* Work to complete: Which lines below contain the word "positive"? Show every such line in full, treating uppercase and lowercase as different.

Content starts

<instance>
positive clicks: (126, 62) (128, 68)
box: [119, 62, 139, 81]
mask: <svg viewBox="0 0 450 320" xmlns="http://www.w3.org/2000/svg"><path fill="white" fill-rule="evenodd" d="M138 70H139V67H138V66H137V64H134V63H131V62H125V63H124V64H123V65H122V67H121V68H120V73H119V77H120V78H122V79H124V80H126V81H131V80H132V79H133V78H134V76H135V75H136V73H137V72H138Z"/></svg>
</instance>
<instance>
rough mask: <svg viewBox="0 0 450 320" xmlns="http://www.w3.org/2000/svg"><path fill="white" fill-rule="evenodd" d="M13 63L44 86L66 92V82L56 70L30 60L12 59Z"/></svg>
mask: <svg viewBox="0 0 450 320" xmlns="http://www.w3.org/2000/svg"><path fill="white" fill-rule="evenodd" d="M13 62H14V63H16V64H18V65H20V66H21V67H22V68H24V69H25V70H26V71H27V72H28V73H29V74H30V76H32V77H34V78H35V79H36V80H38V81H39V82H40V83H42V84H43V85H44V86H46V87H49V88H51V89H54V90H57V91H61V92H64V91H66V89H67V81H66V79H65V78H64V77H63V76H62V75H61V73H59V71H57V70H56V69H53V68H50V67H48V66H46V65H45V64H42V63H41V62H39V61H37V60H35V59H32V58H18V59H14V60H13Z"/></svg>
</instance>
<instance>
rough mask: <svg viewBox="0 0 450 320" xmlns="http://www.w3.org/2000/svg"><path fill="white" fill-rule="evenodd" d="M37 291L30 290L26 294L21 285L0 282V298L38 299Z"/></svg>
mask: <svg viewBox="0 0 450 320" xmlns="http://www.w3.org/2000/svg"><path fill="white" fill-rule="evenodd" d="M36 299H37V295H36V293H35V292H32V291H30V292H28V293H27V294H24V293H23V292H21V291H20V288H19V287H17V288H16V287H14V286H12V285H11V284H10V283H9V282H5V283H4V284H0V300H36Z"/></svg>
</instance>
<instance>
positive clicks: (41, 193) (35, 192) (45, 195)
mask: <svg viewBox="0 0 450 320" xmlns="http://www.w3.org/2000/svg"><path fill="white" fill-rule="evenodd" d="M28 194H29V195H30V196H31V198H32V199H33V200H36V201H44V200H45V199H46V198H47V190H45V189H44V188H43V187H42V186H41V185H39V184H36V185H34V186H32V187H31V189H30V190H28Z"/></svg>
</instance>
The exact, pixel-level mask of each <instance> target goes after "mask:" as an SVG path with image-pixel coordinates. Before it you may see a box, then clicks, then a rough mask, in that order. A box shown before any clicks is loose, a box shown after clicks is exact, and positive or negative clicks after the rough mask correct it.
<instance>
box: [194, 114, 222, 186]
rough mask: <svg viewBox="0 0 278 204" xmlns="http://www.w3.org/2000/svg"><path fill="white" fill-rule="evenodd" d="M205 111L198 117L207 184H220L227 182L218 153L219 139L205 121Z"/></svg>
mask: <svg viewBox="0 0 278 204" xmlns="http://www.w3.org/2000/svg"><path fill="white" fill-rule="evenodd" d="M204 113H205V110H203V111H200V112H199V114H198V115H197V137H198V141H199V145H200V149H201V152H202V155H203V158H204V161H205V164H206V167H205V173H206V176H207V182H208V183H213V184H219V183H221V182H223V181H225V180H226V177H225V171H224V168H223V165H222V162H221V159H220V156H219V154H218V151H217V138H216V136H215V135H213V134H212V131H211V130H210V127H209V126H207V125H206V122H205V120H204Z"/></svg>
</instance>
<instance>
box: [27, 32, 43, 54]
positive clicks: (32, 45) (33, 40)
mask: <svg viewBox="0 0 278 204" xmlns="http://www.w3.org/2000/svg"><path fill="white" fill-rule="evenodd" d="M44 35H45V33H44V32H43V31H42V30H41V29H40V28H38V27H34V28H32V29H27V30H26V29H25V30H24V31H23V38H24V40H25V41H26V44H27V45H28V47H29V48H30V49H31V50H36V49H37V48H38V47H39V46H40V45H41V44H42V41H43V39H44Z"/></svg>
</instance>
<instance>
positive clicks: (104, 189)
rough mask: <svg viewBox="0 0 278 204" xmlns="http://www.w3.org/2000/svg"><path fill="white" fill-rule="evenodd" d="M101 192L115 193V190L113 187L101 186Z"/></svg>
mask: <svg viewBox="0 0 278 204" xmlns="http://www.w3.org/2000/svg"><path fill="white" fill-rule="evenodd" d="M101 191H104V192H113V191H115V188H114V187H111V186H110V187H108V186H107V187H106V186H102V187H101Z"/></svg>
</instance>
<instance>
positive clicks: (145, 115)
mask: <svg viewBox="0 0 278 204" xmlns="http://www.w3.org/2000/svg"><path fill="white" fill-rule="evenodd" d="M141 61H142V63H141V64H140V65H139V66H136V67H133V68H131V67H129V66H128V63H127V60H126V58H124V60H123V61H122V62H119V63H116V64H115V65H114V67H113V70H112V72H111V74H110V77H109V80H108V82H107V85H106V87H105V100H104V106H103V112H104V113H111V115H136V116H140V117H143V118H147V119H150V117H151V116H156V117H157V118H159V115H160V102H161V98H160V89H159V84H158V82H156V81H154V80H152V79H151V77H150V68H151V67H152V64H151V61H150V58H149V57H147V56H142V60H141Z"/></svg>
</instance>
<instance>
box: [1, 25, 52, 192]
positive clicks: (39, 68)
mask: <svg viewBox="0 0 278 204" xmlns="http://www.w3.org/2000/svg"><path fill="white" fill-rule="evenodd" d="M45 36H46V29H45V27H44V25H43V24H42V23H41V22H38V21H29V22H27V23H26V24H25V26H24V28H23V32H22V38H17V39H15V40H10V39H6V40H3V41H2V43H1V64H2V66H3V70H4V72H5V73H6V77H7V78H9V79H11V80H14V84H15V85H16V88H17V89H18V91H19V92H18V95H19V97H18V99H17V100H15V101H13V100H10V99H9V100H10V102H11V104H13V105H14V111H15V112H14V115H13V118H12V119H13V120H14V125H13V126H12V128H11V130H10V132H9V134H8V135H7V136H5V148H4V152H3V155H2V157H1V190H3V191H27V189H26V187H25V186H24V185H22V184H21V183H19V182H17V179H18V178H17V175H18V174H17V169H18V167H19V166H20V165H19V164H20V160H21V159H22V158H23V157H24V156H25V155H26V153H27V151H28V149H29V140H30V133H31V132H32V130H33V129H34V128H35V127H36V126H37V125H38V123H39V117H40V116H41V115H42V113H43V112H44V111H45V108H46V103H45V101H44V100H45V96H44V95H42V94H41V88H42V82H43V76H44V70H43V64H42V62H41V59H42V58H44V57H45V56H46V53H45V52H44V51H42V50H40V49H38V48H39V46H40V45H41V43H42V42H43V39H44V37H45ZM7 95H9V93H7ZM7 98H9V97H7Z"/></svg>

Content ends

* Response:
positive clicks: (126, 62) (128, 68)
positive clicks: (41, 193) (35, 192) (45, 195)
The exact, pixel-level mask of each <instance> target goes after "mask:" as an SVG path with image-pixel coordinates. Before it you may see a box, then clicks, then a rough mask, in that order. A box shown before any clicks is loose, a box shown after clicks is exact, and positive or negative clicks after the rough mask correct it.
positive clicks: (32, 45) (33, 40)
positive clicks: (104, 189)
positive clicks: (145, 115)
positive clicks: (39, 68)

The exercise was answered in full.